— start of EXTRACTED ENTRIES —

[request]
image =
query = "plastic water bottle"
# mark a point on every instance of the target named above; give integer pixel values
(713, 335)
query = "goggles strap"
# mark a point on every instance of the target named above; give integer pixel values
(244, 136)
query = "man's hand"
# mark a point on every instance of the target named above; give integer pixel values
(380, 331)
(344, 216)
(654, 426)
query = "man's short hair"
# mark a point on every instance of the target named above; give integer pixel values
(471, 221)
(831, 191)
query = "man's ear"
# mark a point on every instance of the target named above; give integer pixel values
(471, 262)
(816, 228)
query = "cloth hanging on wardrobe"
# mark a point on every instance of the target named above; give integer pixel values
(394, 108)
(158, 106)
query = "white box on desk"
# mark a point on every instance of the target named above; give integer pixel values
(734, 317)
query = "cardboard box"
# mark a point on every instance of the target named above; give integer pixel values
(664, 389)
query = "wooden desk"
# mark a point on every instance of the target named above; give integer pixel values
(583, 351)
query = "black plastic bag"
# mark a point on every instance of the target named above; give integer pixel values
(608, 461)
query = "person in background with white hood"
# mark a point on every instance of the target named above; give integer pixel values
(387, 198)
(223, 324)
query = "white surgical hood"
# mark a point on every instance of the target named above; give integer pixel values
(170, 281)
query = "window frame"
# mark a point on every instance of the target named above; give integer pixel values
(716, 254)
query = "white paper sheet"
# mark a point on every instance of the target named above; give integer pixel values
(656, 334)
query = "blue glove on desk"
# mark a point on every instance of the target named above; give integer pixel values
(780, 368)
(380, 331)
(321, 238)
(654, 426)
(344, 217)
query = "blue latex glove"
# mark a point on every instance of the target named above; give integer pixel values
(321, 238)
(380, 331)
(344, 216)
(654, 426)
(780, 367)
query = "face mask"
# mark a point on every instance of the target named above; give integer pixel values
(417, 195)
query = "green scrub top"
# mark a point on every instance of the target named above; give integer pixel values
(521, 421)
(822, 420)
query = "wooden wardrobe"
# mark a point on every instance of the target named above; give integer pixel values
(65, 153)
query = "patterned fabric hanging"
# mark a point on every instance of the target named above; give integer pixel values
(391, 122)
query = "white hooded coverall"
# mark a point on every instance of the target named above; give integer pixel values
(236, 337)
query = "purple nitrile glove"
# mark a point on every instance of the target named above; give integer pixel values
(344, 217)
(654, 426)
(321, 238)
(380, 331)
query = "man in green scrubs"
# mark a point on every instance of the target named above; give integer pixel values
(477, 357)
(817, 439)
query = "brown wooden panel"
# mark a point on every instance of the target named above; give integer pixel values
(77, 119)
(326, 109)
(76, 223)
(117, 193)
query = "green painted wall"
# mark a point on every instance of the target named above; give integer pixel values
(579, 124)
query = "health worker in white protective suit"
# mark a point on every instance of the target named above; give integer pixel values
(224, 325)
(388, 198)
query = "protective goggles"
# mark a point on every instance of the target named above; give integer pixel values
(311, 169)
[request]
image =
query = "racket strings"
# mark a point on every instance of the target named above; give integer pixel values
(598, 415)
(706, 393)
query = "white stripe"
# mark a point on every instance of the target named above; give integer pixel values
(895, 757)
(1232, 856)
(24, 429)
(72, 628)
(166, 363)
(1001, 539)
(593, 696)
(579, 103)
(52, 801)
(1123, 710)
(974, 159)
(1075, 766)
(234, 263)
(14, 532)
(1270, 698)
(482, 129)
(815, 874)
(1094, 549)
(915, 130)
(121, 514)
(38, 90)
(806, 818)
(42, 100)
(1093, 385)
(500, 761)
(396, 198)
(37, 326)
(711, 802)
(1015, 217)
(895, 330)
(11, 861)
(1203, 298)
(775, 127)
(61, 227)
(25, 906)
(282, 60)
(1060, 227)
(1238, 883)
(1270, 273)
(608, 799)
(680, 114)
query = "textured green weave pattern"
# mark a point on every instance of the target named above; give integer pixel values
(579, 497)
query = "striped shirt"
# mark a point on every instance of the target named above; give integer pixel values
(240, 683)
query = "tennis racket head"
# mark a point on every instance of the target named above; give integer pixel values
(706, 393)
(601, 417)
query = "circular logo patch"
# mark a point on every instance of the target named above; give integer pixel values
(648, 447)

— end of EXTRACTED ENTRIES —

* EXERCISE DETAILS *
Print all of the entries again, exactly as written.

* REPLY TO THE TASK *
[request]
image =
query = "plastic water bottle"
# mark a point on every instance of the target named above; give integer pixel values
(713, 335)
query = "goggles strap"
# mark a point on every instance of the target named above; give integer pixel values
(244, 136)
query = "man's hand"
# mark a point on every instance of the target named above; give integer pixel values
(380, 331)
(344, 216)
(654, 426)
query = "man's short hair"
# mark a point on every instance of the target named above; give integer pixel values
(471, 221)
(831, 191)
query = "man's ear"
# mark a point on every instance of the target named above; give integer pixel values
(471, 262)
(816, 228)
query = "cloth hanging on wardrobe"
# mark a point on every instance of the target named above; give integer pixel values
(394, 108)
(158, 106)
query = "white box on desk"
# mark a point on every instance of the target named above; give integer pixel values
(734, 317)
query = "cardboard box"
# mark a point on every instance of the target named above; give integer pixel values
(664, 389)
query = "wooden desk"
# mark a point on every instance of the target named above; give integer pixel values
(583, 351)
query = "black plastic bag"
# mark a point on every instance of the target named above; give integer pixel values
(608, 461)
query = "person in background with white hood"
# mark a point on every instance of the target named above; give integer pixel values
(387, 198)
(223, 324)
query = "white surgical hood"
# mark a point on every instance of the target named above; give integer pixel values
(170, 281)
query = "window frame"
# mark a point on every instance of the target named above; give integer pixel values
(716, 254)
query = "white paper sheet"
# mark a point on every instance of the target named above; give integer pixel values
(656, 334)
query = "blue glove on desk"
# mark a point on every instance of the target named above; give integer pixel values
(780, 368)
(380, 331)
(321, 238)
(654, 426)
(344, 217)
query = "blue latex glove"
# mark a point on every instance of the target named above; give integer pixel values
(321, 238)
(380, 331)
(344, 216)
(654, 426)
(780, 367)
query = "face mask"
# mark a point on every instance of the target named above; give integer pixel values
(417, 195)
query = "green scrub top"
# mark a point on every instance of the target named above; give integer pixel values
(521, 421)
(822, 420)
query = "wooden wardrobe"
# mark a point on every instance of the target named above; give integer pixel values
(65, 153)
query = "patterned fabric hanging"
# mark a point on every instance of the target named above; give integer pixel values
(391, 122)
query = "white hooded coverall"
# mark a point on every instance of the target named above; give integer pixel values
(236, 337)
query = "purple nitrile glove"
# mark a point on every instance of the target named above; give integer pixel values
(344, 217)
(654, 426)
(321, 238)
(380, 331)
query = "man in green scrubs"
# mark a point on every instance of the target named above; give integer pixel values
(477, 357)
(817, 439)
query = "brown wooden panel"
# mark a point on every instance of the target named above; give integer pixel values
(77, 119)
(326, 109)
(76, 223)
(117, 193)
query = "green painted wall"
# mark a point on every instance of the target named above; give integer pixel values
(579, 124)
query = "health worker in white protective suit"
# mark a point on every instance of the target named above; give integer pixel values
(224, 325)
(388, 198)
query = "protective goggles"
# mark a point on every instance of the target named above; give integer pixel values
(311, 169)
[request]
image =
query = "racket strings"
# mark a point on every instance of the target named above; give integer pixel values
(598, 415)
(706, 393)
query = "white stripe"
# mark a point on every instance of the target named above; give integer pixel values
(895, 757)
(1232, 856)
(24, 429)
(72, 628)
(166, 363)
(1001, 539)
(593, 696)
(579, 103)
(52, 801)
(1123, 710)
(974, 159)
(1075, 766)
(234, 263)
(14, 532)
(1270, 698)
(482, 129)
(815, 874)
(1094, 549)
(915, 130)
(121, 514)
(38, 90)
(806, 818)
(42, 100)
(1093, 385)
(500, 761)
(396, 198)
(37, 326)
(711, 802)
(1015, 217)
(895, 330)
(11, 861)
(1203, 298)
(775, 127)
(61, 227)
(25, 906)
(282, 60)
(1060, 227)
(1238, 883)
(1270, 273)
(608, 799)
(680, 114)
query = "textured green weave pattern"
# mark a point on every instance of the target named above; give integer pixel values
(579, 497)
query = "striped shirt"
# mark a point on every instance of the target named above; give integer pixel values
(240, 683)
query = "tennis racket head"
# mark a point on every instance of the target named above; give integer pixel values
(706, 393)
(601, 417)
query = "circular logo patch"
# mark a point on every instance of the target named above; give integer pixel values
(648, 447)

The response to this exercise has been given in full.